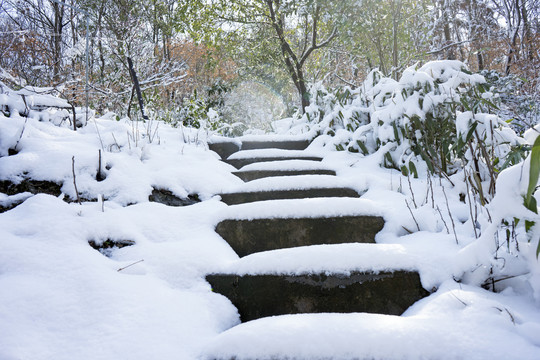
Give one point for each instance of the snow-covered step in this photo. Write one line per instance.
(248, 236)
(262, 295)
(225, 149)
(240, 163)
(250, 175)
(252, 196)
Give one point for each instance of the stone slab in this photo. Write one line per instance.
(246, 197)
(166, 197)
(224, 149)
(259, 174)
(239, 163)
(257, 296)
(285, 145)
(252, 236)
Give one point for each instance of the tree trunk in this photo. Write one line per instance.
(57, 40)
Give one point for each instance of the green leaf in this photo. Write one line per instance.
(534, 171)
(412, 167)
(404, 171)
(363, 147)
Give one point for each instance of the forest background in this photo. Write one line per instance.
(243, 63)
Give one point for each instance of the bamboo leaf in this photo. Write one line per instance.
(534, 171)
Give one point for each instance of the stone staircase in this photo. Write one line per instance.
(297, 218)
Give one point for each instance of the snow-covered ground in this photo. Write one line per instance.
(61, 299)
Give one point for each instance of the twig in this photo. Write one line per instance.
(99, 176)
(442, 218)
(450, 214)
(412, 192)
(125, 267)
(20, 136)
(473, 219)
(74, 179)
(410, 210)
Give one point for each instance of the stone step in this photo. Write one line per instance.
(285, 145)
(258, 296)
(225, 149)
(256, 235)
(259, 174)
(245, 197)
(239, 163)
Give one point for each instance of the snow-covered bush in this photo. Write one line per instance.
(440, 119)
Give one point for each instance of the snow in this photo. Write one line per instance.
(294, 183)
(287, 165)
(61, 299)
(266, 153)
(450, 324)
(303, 208)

**Aim of the exercise:**
Convert every line of the records above into a Markdown table with the columns Row and Line, numbering the rows and skipping blank lines. Leave the pictures out.

**Solution:**
| Row | Line |
|---|---|
| 1 | Give one point for each instance of the snow-covered step in this photo. Write one line per instance. |
| 2 | (248, 236) |
| 3 | (262, 295) |
| 4 | (225, 149) |
| 5 | (240, 163) |
| 6 | (250, 175) |
| 7 | (252, 196) |
| 8 | Give one point for each instance of the stone slab in this photo. Write one line per instance. |
| 9 | (246, 197) |
| 10 | (166, 197) |
| 11 | (224, 149) |
| 12 | (259, 174) |
| 13 | (239, 163) |
| 14 | (257, 296) |
| 15 | (285, 145) |
| 16 | (252, 236) |
| 17 | Give one point for each instance of the tree trunk in this photo. Write one line per instance. |
| 18 | (57, 40) |
| 19 | Give one point for each instance of the green leaf in this photo. Write one line per instance. |
| 20 | (534, 171) |
| 21 | (412, 167) |
| 22 | (404, 171) |
| 23 | (363, 147) |
| 24 | Give one point for each instance of the forest background in this photo. Write one line per instance. |
| 25 | (243, 63) |
| 26 | Give one point for each instance of the bamboo leaf in this photo. Write one line per instance. |
| 27 | (534, 171) |
| 28 | Give one point for each instance of the stone staircase in this photo. Write one line per instance. |
| 29 | (297, 218) |
| 30 | Give one point for each instance of the snow-covered ground in this photo. Write one line per instance. |
| 31 | (61, 299) |
| 32 | Give one point for each instance of the twig in this photo. Write one line per instance. |
| 33 | (99, 176) |
| 34 | (442, 218) |
| 35 | (450, 214) |
| 36 | (412, 192) |
| 37 | (125, 267) |
| 38 | (20, 136) |
| 39 | (473, 219) |
| 40 | (74, 179) |
| 41 | (410, 210) |
| 42 | Give one point for each instance of the stone step in this photo. Write one line per instance. |
| 43 | (285, 145) |
| 44 | (258, 296) |
| 45 | (225, 149) |
| 46 | (256, 235) |
| 47 | (259, 174) |
| 48 | (245, 197) |
| 49 | (239, 163) |
| 50 | Give one point for each instance of the snow-covered bush in this photo. Write one line per instance. |
| 51 | (440, 119) |
| 52 | Give one point for each instance of the snow in this photo. Write one line per instance. |
| 53 | (294, 183) |
| 54 | (287, 165) |
| 55 | (61, 299) |
| 56 | (266, 153) |
| 57 | (450, 324) |
| 58 | (303, 208) |